Data listing:
## Begin
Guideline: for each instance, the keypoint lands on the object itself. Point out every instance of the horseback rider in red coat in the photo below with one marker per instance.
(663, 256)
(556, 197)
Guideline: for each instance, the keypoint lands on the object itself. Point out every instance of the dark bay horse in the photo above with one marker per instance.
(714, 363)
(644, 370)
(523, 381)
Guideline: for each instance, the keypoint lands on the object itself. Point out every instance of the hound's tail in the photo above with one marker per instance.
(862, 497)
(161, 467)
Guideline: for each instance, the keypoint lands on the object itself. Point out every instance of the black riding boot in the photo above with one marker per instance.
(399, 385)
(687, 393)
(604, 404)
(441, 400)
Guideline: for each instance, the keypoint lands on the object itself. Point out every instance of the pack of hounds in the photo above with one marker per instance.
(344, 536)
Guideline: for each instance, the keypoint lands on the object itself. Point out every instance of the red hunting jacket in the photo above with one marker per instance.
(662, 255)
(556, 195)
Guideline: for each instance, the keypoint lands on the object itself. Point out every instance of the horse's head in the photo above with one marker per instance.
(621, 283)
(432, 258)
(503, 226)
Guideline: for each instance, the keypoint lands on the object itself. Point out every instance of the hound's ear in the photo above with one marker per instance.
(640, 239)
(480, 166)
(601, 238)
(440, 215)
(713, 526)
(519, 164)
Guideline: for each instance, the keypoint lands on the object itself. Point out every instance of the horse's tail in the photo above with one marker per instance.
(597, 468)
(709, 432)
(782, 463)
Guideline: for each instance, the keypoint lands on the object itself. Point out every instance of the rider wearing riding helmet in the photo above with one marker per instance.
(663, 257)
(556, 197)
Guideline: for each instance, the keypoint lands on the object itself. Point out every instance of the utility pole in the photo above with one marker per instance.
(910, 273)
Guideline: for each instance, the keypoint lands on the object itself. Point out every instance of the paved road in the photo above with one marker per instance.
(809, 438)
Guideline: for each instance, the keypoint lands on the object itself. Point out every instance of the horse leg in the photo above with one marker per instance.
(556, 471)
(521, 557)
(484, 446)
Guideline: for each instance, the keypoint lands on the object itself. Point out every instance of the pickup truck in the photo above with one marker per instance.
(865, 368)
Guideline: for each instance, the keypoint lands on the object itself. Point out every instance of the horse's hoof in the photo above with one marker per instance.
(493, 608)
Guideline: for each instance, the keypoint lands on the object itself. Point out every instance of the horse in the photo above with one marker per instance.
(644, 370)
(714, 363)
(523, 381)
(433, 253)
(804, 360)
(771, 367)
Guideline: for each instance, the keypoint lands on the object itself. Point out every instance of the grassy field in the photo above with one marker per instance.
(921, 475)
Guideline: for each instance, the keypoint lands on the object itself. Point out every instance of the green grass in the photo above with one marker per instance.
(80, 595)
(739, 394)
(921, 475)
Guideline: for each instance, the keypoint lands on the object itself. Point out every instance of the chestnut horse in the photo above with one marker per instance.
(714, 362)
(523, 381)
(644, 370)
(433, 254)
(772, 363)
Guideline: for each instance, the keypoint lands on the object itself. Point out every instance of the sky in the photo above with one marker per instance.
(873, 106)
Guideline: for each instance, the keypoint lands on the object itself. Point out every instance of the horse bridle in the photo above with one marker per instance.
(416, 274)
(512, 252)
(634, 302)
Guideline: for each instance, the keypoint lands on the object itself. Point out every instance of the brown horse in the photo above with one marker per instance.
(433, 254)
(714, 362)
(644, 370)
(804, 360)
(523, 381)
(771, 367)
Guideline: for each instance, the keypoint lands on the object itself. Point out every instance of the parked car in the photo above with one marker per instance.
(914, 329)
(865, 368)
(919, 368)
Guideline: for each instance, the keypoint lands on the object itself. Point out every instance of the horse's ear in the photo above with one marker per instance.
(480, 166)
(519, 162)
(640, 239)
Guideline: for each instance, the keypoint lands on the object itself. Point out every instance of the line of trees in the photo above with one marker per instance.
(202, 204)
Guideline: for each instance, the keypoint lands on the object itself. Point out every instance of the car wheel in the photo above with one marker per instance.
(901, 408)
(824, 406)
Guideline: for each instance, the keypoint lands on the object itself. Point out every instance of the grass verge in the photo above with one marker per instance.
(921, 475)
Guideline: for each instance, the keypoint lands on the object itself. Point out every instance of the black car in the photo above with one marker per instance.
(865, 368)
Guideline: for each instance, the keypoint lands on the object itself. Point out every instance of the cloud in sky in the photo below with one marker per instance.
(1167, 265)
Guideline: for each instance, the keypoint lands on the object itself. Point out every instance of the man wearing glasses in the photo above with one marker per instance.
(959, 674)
## End
Exercise goal:
Reproduce every entry shown above, precisely as it stands.

Answer to the problem:
Guideline: for each instance, the keypoint lands on the object itself. Point out every instance of the horseback rider in red coat in the photo below with one marker per instance.
(663, 256)
(556, 197)
Guideline: for each instance, the keypoint lands on the object itself. Point out every instance of the dark bay horse in the photo above with one marker per instance.
(714, 363)
(644, 370)
(523, 381)
Guideline: for each instance, the keypoint lands on the object itself. Point out every instance of the hound's tail in the photo above with one marker per instance.
(862, 497)
(161, 467)
Guideline: for each instance, the keypoint lands on the object itself. Point out every instance of the black riding boot in the photo above with one marker per instance.
(399, 385)
(687, 393)
(604, 404)
(441, 400)
Guideline: for each instance, the keypoint lands on the object itself. Point out every instance of the pack of hounds in the photo above with one marker per instance.
(344, 536)
Guideline: for each instance, the keypoint lands on the object itself. Point out every instance of the red hunting jacket in the photo above with one marker per instance.
(662, 255)
(556, 195)
Guideline: for each instance, the keypoint lands on the object itself. Point out every instance of the horse's head in the photo above with one marker per instance.
(621, 283)
(432, 258)
(503, 226)
Guideline: for each instance, the keypoint lands on the object itself. Point out every instance of the hound's ear in the photo above with one marker per instance.
(640, 239)
(480, 166)
(601, 238)
(440, 215)
(713, 526)
(519, 164)
Guideline: for each instance, the keypoint lands on the object itself. Point out every instance of the horse's tail in the photo above with one marker per instance.
(597, 468)
(709, 432)
(782, 463)
Guideline: for each instance, the keypoint lands on the object itself. Point out every instance of the rider wearing riding helmet in the photo above with one marker per instance.
(663, 257)
(556, 197)
Guideline: for each instance, the keypoint lands on the object itself. Point out every instance of the utility pole in the photo above with one marker per instance.
(910, 273)
Guideline: for each instance, the keypoint lands on the object itself. Point out every instance of the paved road in the photo above with one marker per instance.
(809, 438)
Guideline: for each instance, the keypoint lands on the object itself. Point out every instance of the horse leg in the photo above with one marker per instance.
(556, 471)
(521, 557)
(484, 446)
Guideline: for each instance, the keypoint lands on the object itself. Point out every instance of the pickup truck in the photo above with one marker per instance.
(865, 368)
Guideline: for each instance, the keypoint lands on the object itself. Point out every instance of the horse's hoof in the photo above with one marker per instance.
(493, 608)
Guideline: for each instance, the keypoint lands on the object itself. Point out every instance of the horse in the photo above with one marker per instance.
(644, 370)
(714, 363)
(523, 381)
(433, 253)
(804, 360)
(771, 367)
Guideline: for each instance, the keypoint lands on the object itself. Point out every instance of the grassy field in the photo above with one marker per instance.
(921, 475)
Guideline: for each instance, the keypoint lands on the object itself. Point out every instance of the green grass in the photo above with one marker per instance.
(80, 595)
(739, 394)
(921, 475)
Guideline: for each instance, the keypoint lands on the object itself. Point out every instance of the chestnut horse in the photo above with one marker per instance.
(714, 362)
(523, 381)
(644, 370)
(433, 254)
(772, 363)
Guideline: for each instance, the keypoint lands on the object itself. Point out every instance of the sky in the photo above with one marker per instance.
(873, 106)
Guideline: for each instance, the keypoint lands on the object itself. Point out every instance of the horse bridle in the photo above with one marker per instance.
(416, 274)
(512, 252)
(634, 302)
Guideline: for each instance, the keypoint lands on the object itself. Point out every instance of the brown horse in the photo above with one marker per instance.
(433, 254)
(714, 362)
(644, 370)
(804, 360)
(523, 381)
(771, 367)
Guideline: for each instance, the keypoint lands on the object itself. Point out every instance of the parked car in the photo above with one marker per instance.
(914, 329)
(865, 368)
(919, 368)
Guideline: for each instance, the keypoint lands on the object itself. Point out every instance of the horse's ear in the photo above with one marker per instance.
(480, 166)
(519, 162)
(640, 239)
Guideline: for each instance, the keypoint lands on the object itself. Point out every instance of the line of trees in the photo above with one marker per instance.
(202, 204)
Guideline: for each instance, the keypoint lands on the object itself. Point out every instance of the car wheel in the photo above with one marker per instance.
(901, 408)
(824, 406)
Guideline: for each instance, the keypoint lands on the object itself. Point out every instance of the grass verge in the photo above with one marker per instance.
(921, 475)
Guideline: for each instance, the keypoint lands on the object itself. Point out every instance of the black car in the photo above with one marker per instance.
(865, 368)
Guideline: for each instance, the keypoint lands on the object itself. Point out every instance of the cloud in sky in the photo below with one marker per instance.
(1167, 265)
Guideline: for each instance, the keypoint lands on the object itself. Point out every instance of the man wearing glasses in the photo above with one marker per instance.
(959, 674)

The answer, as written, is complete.